# REQUIREMENTS
1. In the post on planning a podcast unit, what must students do before they can succeed at creating podcasts?
2. Translate this sentence from the podcast unit post into Spanish: "To be successful with having students create podcasts, they must first listen to podcasts as mentor texts."
3. Continue the post on planning a podcast unit from its last sentence.

# SELECTED EXTRACT
-- -- --

In some ELA circles I’m known as The Podcast Queen. Though I’m not sure where it started, I theorize that this title has been bestowed upon me because 1. I never shut up about podcasts and 2. Many of my podcast units, resources, and roundups have engaged classes when little else would, especially during distant learning.
While I gladly accept that title with honor, I humbly hope that this post knocks me off my throne a bit because I want to share my podcast power with the people. While I do enjoy creating engaging podcast unit plans like my Serial podcast teaching unit and Dolly Parton’s America podcast unit, I know interests, themes, and pairing needs are so diverse that I can’t possibly keep up with my royal duties. Therefore, I’m going share everything I know plus outsource what I don’t in hopes that you will feel confident to plan your own podcast unit!
How to plan a podcast unit
When it comes to creating a podcast unit plan, you could be looking for information on listening to podcasts in class or producing podcasts in class. Luckily, this post will cover both! To be successful with having students create podcasts, they must first listen to podcasts as mentor texts. Read to the end to get all the podcast unit planning information you will need!
1. Get Inspired to use podcasts in the classroom
I know, I know technically lessons plans should start with the academic standards, but honestly, how many of your best lessons ever started with reading an uninspiring list on the Common Core website?
With every one of my successful podcast units or induvial podcast lesson plans, I first listened to the podcasts out of personal interest then became so inspired that I knew I had to find a way to make it fit with my ELA standards.

-- -- --

Source data
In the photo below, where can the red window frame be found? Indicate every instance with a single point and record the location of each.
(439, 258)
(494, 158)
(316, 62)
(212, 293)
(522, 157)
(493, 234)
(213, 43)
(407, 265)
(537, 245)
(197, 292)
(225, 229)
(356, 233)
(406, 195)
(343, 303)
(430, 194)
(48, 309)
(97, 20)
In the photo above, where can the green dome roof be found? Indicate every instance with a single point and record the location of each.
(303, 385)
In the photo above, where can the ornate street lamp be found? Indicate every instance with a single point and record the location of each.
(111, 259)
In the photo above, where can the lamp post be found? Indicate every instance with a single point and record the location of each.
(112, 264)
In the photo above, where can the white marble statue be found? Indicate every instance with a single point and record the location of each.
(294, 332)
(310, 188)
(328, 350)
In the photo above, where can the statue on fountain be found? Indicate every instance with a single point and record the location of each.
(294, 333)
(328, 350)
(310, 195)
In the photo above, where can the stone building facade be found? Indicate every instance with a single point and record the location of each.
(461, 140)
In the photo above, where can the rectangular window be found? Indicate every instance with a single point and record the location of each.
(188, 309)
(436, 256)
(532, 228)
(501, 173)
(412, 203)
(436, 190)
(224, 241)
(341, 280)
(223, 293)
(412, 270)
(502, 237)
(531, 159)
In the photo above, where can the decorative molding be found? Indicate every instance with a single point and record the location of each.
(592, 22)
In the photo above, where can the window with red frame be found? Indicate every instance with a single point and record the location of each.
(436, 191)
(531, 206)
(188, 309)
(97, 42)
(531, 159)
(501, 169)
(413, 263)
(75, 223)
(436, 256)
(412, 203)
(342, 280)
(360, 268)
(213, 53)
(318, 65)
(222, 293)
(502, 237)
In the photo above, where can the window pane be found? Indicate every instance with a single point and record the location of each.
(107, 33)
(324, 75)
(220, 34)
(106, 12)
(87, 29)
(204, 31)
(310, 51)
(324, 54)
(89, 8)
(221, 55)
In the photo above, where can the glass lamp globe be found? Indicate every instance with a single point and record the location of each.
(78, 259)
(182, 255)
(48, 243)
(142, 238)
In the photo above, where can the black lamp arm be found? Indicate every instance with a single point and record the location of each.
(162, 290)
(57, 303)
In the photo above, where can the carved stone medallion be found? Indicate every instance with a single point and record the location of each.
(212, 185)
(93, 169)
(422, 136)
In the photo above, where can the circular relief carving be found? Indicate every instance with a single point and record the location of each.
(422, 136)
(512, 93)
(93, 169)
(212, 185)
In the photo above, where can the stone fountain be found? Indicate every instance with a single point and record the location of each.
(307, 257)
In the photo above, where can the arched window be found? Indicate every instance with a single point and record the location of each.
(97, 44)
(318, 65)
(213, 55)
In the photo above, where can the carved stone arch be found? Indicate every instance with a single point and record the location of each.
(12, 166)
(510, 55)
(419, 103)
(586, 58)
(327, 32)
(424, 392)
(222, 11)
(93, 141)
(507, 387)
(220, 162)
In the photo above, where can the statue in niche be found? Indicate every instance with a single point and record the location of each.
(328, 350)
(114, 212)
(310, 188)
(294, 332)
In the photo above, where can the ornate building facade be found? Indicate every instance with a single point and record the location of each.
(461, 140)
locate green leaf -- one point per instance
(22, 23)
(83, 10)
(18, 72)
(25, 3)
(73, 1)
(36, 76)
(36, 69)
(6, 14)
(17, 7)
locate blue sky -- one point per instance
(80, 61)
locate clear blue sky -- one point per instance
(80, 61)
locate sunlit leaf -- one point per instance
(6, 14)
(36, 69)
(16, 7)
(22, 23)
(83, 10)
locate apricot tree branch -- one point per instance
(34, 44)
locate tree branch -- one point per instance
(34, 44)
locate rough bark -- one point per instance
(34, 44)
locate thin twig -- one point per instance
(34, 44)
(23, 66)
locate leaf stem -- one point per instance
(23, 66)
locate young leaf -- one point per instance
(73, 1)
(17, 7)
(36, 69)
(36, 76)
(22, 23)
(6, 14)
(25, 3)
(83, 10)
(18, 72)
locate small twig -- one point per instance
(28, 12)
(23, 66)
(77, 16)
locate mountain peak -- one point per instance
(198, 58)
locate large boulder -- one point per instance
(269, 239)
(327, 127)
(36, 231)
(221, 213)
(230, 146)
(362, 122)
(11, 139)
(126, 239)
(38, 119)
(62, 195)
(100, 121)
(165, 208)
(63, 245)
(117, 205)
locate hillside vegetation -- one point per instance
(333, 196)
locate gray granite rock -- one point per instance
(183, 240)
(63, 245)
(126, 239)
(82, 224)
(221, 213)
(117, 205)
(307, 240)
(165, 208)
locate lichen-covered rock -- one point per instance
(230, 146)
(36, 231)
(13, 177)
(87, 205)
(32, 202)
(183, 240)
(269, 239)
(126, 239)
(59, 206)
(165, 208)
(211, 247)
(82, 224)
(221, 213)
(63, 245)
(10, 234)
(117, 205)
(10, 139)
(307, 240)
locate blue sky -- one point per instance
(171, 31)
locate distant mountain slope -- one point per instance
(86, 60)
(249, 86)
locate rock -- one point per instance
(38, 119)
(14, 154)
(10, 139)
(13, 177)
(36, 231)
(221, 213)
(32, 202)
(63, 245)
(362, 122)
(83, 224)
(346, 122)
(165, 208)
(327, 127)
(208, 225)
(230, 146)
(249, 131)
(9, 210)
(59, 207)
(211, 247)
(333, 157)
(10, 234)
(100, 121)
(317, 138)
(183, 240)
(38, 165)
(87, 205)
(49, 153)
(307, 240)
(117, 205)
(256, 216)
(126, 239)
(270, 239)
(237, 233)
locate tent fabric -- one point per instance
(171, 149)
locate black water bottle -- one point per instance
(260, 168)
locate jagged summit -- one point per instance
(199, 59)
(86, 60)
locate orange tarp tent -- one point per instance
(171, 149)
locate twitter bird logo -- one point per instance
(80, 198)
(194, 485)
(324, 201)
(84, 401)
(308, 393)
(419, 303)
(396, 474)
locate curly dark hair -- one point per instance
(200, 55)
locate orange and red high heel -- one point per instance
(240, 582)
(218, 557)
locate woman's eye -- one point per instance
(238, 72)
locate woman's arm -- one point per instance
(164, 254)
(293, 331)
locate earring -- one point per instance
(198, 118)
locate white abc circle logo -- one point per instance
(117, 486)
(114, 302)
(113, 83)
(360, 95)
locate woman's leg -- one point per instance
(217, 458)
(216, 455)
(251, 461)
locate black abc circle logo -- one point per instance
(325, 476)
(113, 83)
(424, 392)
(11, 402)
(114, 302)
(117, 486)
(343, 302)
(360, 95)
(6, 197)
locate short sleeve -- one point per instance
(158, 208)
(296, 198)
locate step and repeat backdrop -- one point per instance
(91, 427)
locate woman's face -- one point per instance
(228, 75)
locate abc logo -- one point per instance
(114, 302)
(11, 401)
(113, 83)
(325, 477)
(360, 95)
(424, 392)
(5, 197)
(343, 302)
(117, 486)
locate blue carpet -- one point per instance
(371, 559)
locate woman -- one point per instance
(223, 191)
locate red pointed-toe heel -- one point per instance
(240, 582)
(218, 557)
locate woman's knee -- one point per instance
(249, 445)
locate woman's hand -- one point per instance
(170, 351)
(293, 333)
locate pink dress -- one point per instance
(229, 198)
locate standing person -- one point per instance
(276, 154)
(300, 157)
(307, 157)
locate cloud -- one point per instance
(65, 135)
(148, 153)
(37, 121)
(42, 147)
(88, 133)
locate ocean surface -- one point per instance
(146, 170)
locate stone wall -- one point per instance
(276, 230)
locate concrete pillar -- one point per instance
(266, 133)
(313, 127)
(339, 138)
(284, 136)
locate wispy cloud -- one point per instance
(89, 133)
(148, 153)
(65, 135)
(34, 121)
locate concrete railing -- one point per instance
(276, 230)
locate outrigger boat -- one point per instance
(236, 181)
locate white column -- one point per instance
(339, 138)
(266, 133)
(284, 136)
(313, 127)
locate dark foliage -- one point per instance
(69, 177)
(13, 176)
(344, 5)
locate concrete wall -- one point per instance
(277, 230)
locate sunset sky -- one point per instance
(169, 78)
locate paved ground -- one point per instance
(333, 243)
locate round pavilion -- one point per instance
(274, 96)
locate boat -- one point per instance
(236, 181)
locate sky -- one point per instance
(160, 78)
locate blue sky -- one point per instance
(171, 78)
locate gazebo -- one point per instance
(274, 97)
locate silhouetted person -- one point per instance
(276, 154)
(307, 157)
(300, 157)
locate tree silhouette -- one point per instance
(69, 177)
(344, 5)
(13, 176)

-- -- --

# ANSWERS PER TASK
1. They must first listen to podcasts as mentor texts.

2. Para que los estudiantes tengan éxito al crear pódcasts, primero deben escuchar pódcasts como textos modelo.

3.
I listen to at least one podcast every single day. However, I rarely listen to podcasts for school. Quite the opposite. I listen to unwind on evening walk or to pass the time on my daily commute. I listen to topics that make me happy such as travel podcasts. I listen to topics that tap into my other passions like home décor podcasts. I listen to topics that make me smarter such as informational podcasts. I listen to topics that freak me out like true crime podcasts. I listen to podcasts that have absolutely nothing to do with my curriculum, and yet, this is when my inspiration strikes!
So, my advice to you is to just start listening for your own enjoyment and get inspired by what you hear. However, if you have no time to be at the whims of the podcast muse, then let me direct you to some posts that will ENSURE you find inspiration for your podcast unit.
- Podcasts for Kids: An epic list of activities and podcasts for school
- Podcasts Pairings for the Secondary ELA Classroom
- Why You Should Be Using Podcasts in Secondary ELA
- Spooky Podcast Episodes for the ELA classroom
- Valentine’s Day or Love Themed podcasts for ELA
2. Evaluate the educational merit of podcasts
It’s important to measure the educational merit when planning a podcast unit. Of course, you should check for explicit language and sensitive topics, but your analysis should go way beyond that measurement. Educational merit is subjective when it comes to podcasts, however, I will give you some helpful podcast unit planning guidelines and examples.
Consider how the podcast is published for you podcast unit
Consider how the podcast is published: Just like with books, podcasts can either be self-published or published by credible media groups. While I listen to both types of podcasts for personal use, I tend to mostly use credited media-published podcasts in the classroom.
For example, Extra Pack of Peanuts and Travel with Rick Steves are two of my favorite travel podcasts.
If you are unfamiliar with Rick Steves, he is a published author and has a travel show that airs on PBS which known for its educational content. His podcast is produced and syndicated on public radio.
A number of his podcasts can work in an educational setting. I use “Becoming a Road Trip Pilgrim” when teaching The Canterbury Tales and “Ireland’s W. B. Yeats” when teaching Yeats. Steves highlights authors from abroad quite often, and his content goes really well when trying to build cultural context.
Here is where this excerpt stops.